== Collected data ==
◆ ◆ ◆ ◆ ◆ ◆ ◆

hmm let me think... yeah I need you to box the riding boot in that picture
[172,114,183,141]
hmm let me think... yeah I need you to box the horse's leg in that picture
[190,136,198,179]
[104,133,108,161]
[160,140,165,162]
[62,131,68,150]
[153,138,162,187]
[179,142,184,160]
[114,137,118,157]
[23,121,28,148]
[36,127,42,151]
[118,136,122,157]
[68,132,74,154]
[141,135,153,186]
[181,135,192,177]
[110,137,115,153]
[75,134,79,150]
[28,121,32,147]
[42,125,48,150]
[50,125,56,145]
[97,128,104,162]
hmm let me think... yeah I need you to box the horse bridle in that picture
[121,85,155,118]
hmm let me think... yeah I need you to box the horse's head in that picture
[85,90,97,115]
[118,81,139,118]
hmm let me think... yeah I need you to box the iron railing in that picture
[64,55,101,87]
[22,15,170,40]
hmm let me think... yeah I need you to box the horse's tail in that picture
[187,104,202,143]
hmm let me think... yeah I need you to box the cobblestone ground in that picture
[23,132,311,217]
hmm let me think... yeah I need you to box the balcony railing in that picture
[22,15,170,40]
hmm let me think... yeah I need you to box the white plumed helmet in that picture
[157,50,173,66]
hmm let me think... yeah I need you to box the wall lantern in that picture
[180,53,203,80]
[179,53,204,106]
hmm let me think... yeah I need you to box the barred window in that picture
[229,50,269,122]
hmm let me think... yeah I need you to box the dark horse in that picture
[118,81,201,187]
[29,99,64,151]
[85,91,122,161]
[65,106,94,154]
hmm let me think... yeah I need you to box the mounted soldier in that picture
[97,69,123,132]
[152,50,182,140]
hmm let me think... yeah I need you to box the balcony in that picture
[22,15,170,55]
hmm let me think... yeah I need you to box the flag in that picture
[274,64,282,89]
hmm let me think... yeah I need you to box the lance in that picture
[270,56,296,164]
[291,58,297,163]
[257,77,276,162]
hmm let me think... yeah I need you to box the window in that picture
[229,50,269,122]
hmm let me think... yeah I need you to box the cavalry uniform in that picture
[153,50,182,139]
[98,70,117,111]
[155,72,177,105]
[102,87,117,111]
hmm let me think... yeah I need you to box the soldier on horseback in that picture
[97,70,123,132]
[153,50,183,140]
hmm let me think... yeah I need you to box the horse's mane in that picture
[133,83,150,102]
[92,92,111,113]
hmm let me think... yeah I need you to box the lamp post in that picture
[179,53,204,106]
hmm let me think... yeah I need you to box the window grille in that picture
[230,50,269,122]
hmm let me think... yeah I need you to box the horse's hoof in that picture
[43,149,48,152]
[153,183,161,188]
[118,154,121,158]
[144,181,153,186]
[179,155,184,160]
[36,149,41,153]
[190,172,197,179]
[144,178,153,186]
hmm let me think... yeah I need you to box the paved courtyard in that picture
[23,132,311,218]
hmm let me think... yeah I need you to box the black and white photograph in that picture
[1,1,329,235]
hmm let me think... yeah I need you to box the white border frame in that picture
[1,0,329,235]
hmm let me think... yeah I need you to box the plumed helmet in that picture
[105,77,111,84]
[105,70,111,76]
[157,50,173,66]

◆ ◆ ◆ ◆ ◆ ◆ ◆

== Exercise brief ==
In full and without alteration, return every line above.

== Answer area ==
hmm let me think... yeah I need you to box the riding boot in that picture
[172,114,183,141]
hmm let me think... yeah I need you to box the horse's leg in that picture
[190,136,198,179]
[104,133,108,161]
[160,140,165,162]
[62,131,68,150]
[153,138,162,187]
[179,142,184,160]
[114,137,118,157]
[23,121,28,148]
[36,127,42,151]
[118,136,122,157]
[68,132,74,154]
[141,135,153,186]
[181,135,192,177]
[110,137,115,153]
[75,134,79,150]
[28,121,32,147]
[42,125,48,150]
[50,125,56,145]
[97,128,104,162]
hmm let me think... yeah I need you to box the horse bridle in that picture
[121,85,155,118]
hmm let me think... yeah I need you to box the horse's head in that picture
[85,90,97,115]
[118,81,139,118]
hmm let me think... yeah I need you to box the iron railing in that picture
[64,55,101,87]
[22,15,170,40]
hmm let me think... yeah I need you to box the horse's tail in that picture
[187,104,202,143]
hmm let me think... yeah I need you to box the cobblestone ground in that picture
[23,132,311,217]
hmm let me think... yeah I need you to box the balcony railing in that picture
[22,15,170,40]
hmm let me think... yeah I need you to box the white plumed helmet in that picture
[157,50,173,66]
hmm let me think... yeah I need you to box the wall lantern in that picture
[180,53,203,80]
[179,53,204,106]
hmm let me think... yeah I need you to box the barred window in that picture
[229,50,269,122]
hmm let me think... yeah I need you to box the dark horse in that picture
[118,81,201,187]
[29,99,64,151]
[85,91,122,161]
[65,106,94,154]
hmm let me think... yeah I need you to box the mounted soldier in that picture
[97,69,123,132]
[152,50,182,140]
hmm let me think... yeah I need you to box the balcony in that picture
[22,15,170,55]
hmm let me think... yeah I need you to box the flag in that picture
[274,64,282,89]
hmm let me think... yeah I need you to box the lance in that picture
[270,56,296,164]
[291,58,297,163]
[257,77,276,162]
hmm let me think... yeah I need you to box the window in that picture
[229,50,269,122]
hmm let me think... yeah I need you to box the cavalry uniform in that picture
[153,50,182,139]
[98,70,117,111]
[155,72,177,105]
[102,87,117,111]
hmm let me think... yeah I need you to box the soldier on horseback in that picture
[97,70,123,132]
[153,50,183,140]
hmm let me think... yeah I need you to box the horse's mane in that picture
[133,83,150,102]
[92,92,111,113]
hmm let me think... yeah I need you to box the lamp post in that picture
[179,53,204,106]
hmm let me think... yeah I need you to box the window grille in that picture
[230,50,269,122]
hmm let me think... yeah I need you to box the horse's hoof in that picture
[43,149,48,152]
[153,183,161,188]
[118,154,121,158]
[144,181,153,186]
[179,155,184,160]
[36,149,41,153]
[190,172,197,179]
[144,178,153,186]
hmm let me think... yeah I need you to box the paved courtyard in that picture
[23,132,311,218]
hmm let me think... yeah I need you to box the black and white photograph in that picture
[1,1,329,235]
hmm let me think... yeah I need you to box the white border frame in that picture
[1,0,329,235]
hmm let me think... yeah I need you to box the plumed helmet in that picture
[105,77,111,84]
[105,70,111,76]
[157,50,173,66]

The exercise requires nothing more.